Your goal:
Would you retype, word for word, only the lines from the one holding "target | tree branch" through the final line of the entries below, without the pictures?

[Recorded data — start]

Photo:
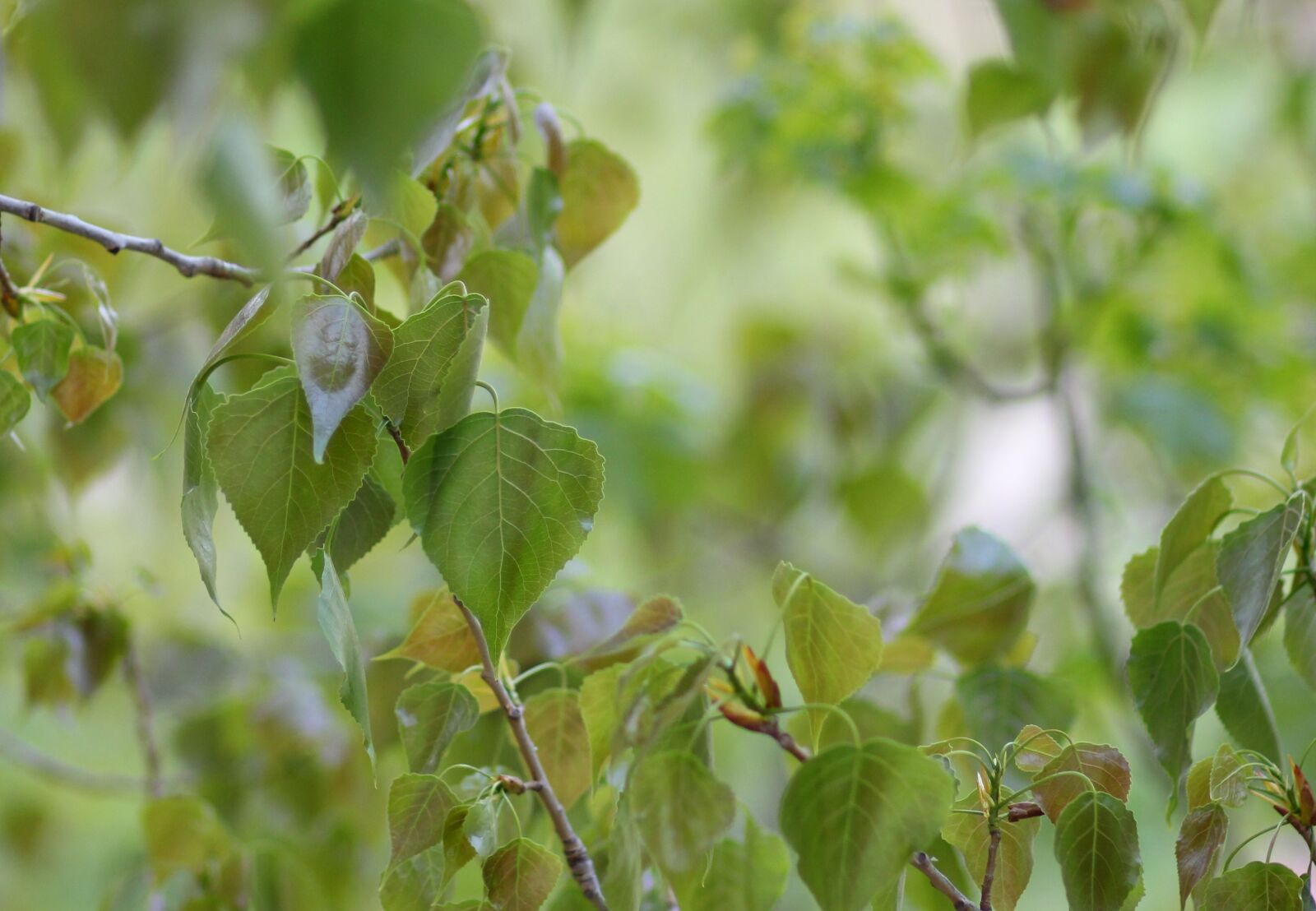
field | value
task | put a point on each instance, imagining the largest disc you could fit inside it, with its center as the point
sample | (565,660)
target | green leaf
(1256,886)
(381,76)
(427,346)
(336,623)
(969,832)
(1105,766)
(183,834)
(15,402)
(520,874)
(1252,557)
(429,716)
(201,492)
(1000,92)
(556,726)
(681,808)
(43,350)
(1195,851)
(1000,701)
(1300,633)
(507,278)
(260,444)
(980,603)
(855,815)
(832,644)
(1096,845)
(94,377)
(500,502)
(1245,710)
(1190,528)
(1173,682)
(599,190)
(743,876)
(340,349)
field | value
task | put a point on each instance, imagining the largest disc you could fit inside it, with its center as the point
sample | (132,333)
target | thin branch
(990,873)
(572,848)
(940,882)
(115,241)
(61,773)
(145,722)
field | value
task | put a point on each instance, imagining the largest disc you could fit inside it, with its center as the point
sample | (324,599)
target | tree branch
(572,848)
(115,241)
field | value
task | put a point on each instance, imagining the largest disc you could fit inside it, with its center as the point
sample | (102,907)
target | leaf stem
(572,848)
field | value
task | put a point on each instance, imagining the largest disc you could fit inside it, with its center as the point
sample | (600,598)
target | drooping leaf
(500,502)
(260,444)
(1202,835)
(340,349)
(1013,854)
(1245,710)
(425,348)
(599,190)
(1190,527)
(556,726)
(520,874)
(743,876)
(440,636)
(855,815)
(339,628)
(832,644)
(382,76)
(1256,886)
(94,376)
(1300,633)
(1103,765)
(15,402)
(201,492)
(507,280)
(429,716)
(1173,682)
(1096,845)
(1252,557)
(681,807)
(980,603)
(43,349)
(998,702)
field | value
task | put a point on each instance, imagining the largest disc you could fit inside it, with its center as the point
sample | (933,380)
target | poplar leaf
(1013,856)
(1250,558)
(260,444)
(520,874)
(556,726)
(1202,835)
(1173,682)
(94,376)
(681,808)
(743,876)
(855,815)
(43,349)
(440,637)
(980,603)
(500,503)
(1096,845)
(429,718)
(201,492)
(1103,765)
(336,623)
(832,644)
(340,349)
(425,346)
(1256,886)
(598,190)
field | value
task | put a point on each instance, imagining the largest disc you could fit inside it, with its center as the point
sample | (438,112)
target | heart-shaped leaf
(500,502)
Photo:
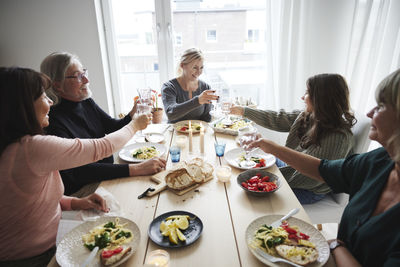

[Recorded data — finish]

Solution:
target | tree branch
(572,848)
(115,241)
field | value
task | put a point on each instance, imagining the largest disc you could fit inside it, with its center as the point
sample | (102,907)
target | leaf stem
(572,848)
field | value
task | put a point on each instance, imagining the largest disc you could fit inside it, with its center as the point
sample | (600,598)
target | drooping leaf
(500,502)
(260,444)
(1202,835)
(340,349)
(1013,854)
(1245,710)
(425,348)
(599,190)
(1190,527)
(556,726)
(520,874)
(743,876)
(440,636)
(855,815)
(339,628)
(832,644)
(382,76)
(1256,886)
(94,376)
(1300,633)
(1103,765)
(15,402)
(201,492)
(507,280)
(429,716)
(1173,682)
(1096,845)
(1252,557)
(681,807)
(980,603)
(43,349)
(998,702)
field | value
task | put a point on each instance, imagining the largest disc you could fit inside it, with its center as the point
sample | (933,380)
target | poplar leaf
(1013,856)
(1250,558)
(260,444)
(520,874)
(556,726)
(1202,835)
(1173,682)
(94,376)
(681,808)
(743,876)
(855,815)
(43,349)
(440,637)
(980,603)
(500,503)
(1096,845)
(429,718)
(201,492)
(1103,765)
(336,623)
(832,644)
(340,349)
(425,346)
(1256,886)
(598,190)
field | value
task | put a point on each instance, imagining the largest disc you could fit inside it, with its center as the point
sample | (438,112)
target | heart-shaped leaf
(500,502)
Photo:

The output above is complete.